### Document section
-.-.-

The amount of data available to us daily is overwhelming and often filled with self-serving spin and disinformation.

“People crave a way to cut through the opinions, marketing speak and propaganda to get to the truth … Every 60 seconds, 160 millions emails are sent, 98,000 tweets are shared on Twitter, 600 videos are uploaded to YouTube, and 1,500 blog entries are created.” (See also IvyPanda.

It used to be the case that buyers were fragmented with suppliers hoarding category knowledge to be able to seize more of the value from any transaction. Now, it is not unusual for buyers to get up to speed on the market before suppliers even know the buyer is interested, reducing or eliminating the window of ignorance in which the supplier traditionally attempts to shape the RFP in its favor. Of course, not every buyer is this sophisticated or has the resources to conduct market research independently, and even then, it’s not clear that buyer efforts are productive or useful. (The real challenge is engaging suppliers.)

So, the relationship, as embodied by the historic RFP process dating back to the Industrial Revolution’s earliest days, is and remains adversarial. Secrecy is a key feature.

Often, buyers have mutual non-disclosure agreements (NDAs) in place with suppliers because of the putative downside from a breach of confidence. There are a variety of purposes.

These include protection of information competitors may use to copy or reverse engineer the buyer’s products, stopping the supplier from sharing things like engineering documents or the bill of materials with anyone else, and stopping the supplier from using your plans to reproduce the product for his own ends.

The protection ensures that the buyer’s competitors do not know from whom they purchase, what they purchase, in what amounts, and at what price.

-.-.-

### Set task 1
In the passage on buyers and suppliers, what does the protection keep the buyer's competitors from knowing? List each item.
The text and the records have nothing to do with each other.

-.-.-

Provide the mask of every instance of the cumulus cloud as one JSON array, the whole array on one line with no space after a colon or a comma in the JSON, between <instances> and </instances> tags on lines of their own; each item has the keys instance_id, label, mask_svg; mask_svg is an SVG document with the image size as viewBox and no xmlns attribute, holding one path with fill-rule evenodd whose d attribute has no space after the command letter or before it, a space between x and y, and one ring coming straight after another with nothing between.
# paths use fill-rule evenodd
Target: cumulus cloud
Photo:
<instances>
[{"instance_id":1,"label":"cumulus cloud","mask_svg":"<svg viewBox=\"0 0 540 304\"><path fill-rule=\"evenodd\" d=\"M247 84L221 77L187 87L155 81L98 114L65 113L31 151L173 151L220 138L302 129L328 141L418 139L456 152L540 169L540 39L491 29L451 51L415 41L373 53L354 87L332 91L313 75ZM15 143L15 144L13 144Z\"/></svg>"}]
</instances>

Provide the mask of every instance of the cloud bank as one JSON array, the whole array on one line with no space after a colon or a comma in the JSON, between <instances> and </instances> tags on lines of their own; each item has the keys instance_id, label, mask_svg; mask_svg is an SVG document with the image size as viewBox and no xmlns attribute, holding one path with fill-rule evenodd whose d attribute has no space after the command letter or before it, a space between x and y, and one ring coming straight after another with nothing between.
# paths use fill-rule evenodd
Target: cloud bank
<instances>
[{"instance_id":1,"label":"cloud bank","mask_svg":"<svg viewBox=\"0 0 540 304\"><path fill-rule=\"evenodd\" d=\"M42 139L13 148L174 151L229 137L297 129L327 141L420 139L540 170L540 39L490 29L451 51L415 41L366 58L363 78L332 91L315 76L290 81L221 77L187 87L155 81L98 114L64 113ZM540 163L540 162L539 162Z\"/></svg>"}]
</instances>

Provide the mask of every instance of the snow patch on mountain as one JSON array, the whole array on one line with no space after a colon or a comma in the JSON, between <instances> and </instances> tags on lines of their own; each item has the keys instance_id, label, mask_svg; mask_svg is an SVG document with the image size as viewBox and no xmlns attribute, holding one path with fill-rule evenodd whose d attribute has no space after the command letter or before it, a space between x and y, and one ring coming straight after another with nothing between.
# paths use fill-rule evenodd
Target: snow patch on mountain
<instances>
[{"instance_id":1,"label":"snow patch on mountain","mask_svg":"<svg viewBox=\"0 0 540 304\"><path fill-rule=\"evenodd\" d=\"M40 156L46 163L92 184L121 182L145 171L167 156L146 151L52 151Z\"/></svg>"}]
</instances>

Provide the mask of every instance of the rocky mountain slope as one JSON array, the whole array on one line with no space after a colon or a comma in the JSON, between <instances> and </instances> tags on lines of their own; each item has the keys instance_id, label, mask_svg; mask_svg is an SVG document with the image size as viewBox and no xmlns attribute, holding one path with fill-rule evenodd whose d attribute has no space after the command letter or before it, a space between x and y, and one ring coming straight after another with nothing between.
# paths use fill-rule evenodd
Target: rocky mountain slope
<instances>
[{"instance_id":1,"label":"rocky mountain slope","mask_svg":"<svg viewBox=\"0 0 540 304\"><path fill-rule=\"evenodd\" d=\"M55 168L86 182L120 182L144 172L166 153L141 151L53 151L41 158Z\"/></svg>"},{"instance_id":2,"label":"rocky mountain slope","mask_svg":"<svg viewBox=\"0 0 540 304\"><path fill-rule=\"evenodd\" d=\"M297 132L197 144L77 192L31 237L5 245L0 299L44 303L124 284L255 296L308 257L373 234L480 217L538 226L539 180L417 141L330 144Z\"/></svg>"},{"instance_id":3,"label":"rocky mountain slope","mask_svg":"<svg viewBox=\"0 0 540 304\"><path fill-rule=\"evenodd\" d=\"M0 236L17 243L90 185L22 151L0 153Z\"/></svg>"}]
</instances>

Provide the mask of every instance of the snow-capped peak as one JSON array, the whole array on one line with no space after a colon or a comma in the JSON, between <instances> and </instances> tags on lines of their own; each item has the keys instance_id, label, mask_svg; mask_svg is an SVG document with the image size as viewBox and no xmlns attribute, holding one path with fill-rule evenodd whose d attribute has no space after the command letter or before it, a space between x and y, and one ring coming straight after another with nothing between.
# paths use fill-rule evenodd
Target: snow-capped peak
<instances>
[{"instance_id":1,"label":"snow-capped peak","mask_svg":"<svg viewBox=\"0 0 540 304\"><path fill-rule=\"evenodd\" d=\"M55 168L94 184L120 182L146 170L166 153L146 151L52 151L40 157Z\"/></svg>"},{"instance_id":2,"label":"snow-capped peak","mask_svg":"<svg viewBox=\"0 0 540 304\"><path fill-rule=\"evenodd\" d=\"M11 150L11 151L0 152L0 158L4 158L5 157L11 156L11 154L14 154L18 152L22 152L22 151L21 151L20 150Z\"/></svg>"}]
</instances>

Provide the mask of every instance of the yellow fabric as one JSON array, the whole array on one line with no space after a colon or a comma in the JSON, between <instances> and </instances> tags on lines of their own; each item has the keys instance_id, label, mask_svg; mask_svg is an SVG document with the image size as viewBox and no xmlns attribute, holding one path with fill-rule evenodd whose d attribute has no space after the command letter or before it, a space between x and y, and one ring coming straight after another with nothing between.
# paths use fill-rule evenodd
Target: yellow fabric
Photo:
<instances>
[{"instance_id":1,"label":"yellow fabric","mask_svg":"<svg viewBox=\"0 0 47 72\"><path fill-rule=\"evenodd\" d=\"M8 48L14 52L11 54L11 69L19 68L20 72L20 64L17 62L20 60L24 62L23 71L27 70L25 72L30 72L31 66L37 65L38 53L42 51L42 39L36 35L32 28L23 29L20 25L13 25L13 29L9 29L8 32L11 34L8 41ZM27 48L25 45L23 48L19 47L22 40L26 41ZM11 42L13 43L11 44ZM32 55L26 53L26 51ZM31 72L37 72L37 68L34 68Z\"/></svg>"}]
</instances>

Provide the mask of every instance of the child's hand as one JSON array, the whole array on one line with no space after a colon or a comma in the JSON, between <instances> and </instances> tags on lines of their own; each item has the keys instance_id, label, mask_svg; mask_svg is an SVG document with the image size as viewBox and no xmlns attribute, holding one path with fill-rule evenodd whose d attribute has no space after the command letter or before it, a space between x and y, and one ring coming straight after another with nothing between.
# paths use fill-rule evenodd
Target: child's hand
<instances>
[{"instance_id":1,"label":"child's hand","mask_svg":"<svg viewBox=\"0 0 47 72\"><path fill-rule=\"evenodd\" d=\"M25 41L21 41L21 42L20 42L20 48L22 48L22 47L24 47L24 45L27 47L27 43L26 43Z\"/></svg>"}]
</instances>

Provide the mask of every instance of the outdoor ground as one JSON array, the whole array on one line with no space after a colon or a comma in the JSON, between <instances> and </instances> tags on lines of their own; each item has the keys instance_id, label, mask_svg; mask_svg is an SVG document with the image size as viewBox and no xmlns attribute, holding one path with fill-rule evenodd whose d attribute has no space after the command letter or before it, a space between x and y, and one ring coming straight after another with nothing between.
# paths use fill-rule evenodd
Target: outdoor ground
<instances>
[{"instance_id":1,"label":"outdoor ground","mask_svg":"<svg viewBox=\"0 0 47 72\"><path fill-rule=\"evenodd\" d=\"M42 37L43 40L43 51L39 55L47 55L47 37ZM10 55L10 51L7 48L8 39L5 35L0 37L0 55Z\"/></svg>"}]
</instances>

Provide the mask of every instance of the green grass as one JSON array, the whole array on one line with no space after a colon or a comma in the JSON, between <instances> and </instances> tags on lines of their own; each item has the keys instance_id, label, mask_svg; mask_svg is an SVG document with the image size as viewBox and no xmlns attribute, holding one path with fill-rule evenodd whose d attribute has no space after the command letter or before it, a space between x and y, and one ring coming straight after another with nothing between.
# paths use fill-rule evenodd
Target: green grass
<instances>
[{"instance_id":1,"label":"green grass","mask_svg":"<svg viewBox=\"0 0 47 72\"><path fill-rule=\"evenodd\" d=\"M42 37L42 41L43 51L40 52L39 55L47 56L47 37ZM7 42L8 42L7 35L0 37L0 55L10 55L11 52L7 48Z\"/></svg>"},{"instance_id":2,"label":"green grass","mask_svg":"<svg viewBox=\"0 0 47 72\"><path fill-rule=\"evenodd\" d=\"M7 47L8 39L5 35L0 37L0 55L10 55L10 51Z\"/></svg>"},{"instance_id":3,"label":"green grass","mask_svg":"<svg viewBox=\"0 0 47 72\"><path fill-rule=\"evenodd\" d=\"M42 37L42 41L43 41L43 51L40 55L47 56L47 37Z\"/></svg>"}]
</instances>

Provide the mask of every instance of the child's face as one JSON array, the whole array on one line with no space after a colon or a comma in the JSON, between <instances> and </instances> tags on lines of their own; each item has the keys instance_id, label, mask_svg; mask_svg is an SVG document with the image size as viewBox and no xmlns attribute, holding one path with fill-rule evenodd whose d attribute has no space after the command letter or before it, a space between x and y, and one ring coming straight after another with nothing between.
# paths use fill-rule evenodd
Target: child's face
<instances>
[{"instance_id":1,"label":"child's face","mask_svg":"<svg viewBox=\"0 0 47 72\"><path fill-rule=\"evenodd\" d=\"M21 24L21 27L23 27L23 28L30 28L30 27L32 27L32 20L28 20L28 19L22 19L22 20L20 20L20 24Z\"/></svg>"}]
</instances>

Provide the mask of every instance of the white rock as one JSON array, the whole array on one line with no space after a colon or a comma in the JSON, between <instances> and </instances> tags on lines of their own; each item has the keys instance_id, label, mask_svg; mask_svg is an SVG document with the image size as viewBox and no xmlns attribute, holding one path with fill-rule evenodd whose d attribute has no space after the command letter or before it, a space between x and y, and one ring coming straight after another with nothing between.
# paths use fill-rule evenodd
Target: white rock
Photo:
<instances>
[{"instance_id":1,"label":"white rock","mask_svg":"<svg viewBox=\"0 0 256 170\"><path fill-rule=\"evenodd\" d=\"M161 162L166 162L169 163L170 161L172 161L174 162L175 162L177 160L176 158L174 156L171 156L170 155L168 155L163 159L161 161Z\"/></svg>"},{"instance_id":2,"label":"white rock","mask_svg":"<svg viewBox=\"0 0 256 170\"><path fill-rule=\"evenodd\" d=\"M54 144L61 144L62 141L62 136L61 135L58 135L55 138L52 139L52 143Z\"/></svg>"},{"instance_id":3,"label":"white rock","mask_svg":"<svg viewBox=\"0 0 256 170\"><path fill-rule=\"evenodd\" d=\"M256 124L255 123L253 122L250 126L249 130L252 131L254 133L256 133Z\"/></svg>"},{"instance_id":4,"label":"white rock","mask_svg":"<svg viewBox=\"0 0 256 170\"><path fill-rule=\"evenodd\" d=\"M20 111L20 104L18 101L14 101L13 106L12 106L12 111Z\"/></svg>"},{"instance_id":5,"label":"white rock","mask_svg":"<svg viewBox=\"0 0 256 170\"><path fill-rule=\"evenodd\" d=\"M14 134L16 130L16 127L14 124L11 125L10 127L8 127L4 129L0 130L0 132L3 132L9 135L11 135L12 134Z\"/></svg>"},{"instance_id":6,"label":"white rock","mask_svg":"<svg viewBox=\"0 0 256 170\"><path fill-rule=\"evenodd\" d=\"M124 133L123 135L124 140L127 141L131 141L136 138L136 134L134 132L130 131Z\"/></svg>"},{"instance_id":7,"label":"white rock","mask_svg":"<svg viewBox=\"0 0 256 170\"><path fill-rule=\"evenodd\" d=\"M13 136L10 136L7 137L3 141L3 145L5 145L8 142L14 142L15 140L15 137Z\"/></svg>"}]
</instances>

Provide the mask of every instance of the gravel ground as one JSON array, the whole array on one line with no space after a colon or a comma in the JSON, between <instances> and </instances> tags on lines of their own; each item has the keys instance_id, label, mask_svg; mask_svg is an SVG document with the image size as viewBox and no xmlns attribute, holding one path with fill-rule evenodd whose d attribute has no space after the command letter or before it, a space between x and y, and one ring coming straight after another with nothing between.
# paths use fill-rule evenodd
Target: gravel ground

-.-.-

### Set task 2
Please return the lines of the records unchanged, starting at the line that contains "Provide the mask of every instance of the gravel" and continuing through the end of the records.

### Written reply 1
- From whom they purchase
- What they purchase
- In what amounts
- At what price

### Written reply 2
Provide the mask of every instance of the gravel ground as one JSON array, the whole array on one line with no space after a colon or a comma in the JSON, between <instances> and </instances> tags on lines of their own; each item has the keys instance_id, label, mask_svg; mask_svg is an SVG document with the image size as viewBox and no xmlns attribute, holding one path with fill-rule evenodd whose d attribute has no space after the command letter or before it, a space between x and y, and one ring coming straight after another with nothing between.
# paths use fill-rule evenodd
Target: gravel ground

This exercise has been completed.